--- Reading text ---
Sunday’s fascinating Post profile of Fred Thompson’s wife Jeri contained a little glimpse of the Good Old Days of the early political Internet. Turns out, when they were first dating and her last name was still Kehn, she pitched him on a personal political website separate from his official Senate site:
On Aug. 5, 1997, Kehn sent Thompson’s Senate office a 12-page proposal to “design, develop, host and maintain a world-class multimedia Web site” at a cost of $45,000 per year. As her qualification for the contract, Kehn cited her job at a small Nashville firm that provided daily news summaries to health-care companies.
Two weeks later, Thompson’s staff sharply rejected the proposal, according to memos located by the Memphis Commercial Appeal in the Thompson Senate archives, stored at the University of Tennessee. “I consider this project technically vague and stunningly overpriced,” a staff member wrote.
I remember those days! When people threw around “multimedia” and “interactive” without the slightest idea what they were talking about but every proposal needed those magic words.

--- Collected material ---

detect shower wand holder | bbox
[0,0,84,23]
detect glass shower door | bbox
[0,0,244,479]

--- Aim ---
For each statement below, answer yes or no according to the passage about Jeri Kehn's website proposal, and quote the words of the passage that settle it.
1. Kehn's proposal put the cost of the website at $45,000 per year.
2. Thompson's staff accepted the proposal two weeks after receiving it.
3. The proposal Kehn sent ran to 20 pages.

--- Solution to the problem ---
1. Yes: "at a cost of $45,000 per year"
2. No: "Two weeks later, Thompson’s staff sharply rejected the proposal"
3. No: "a 12-page proposal"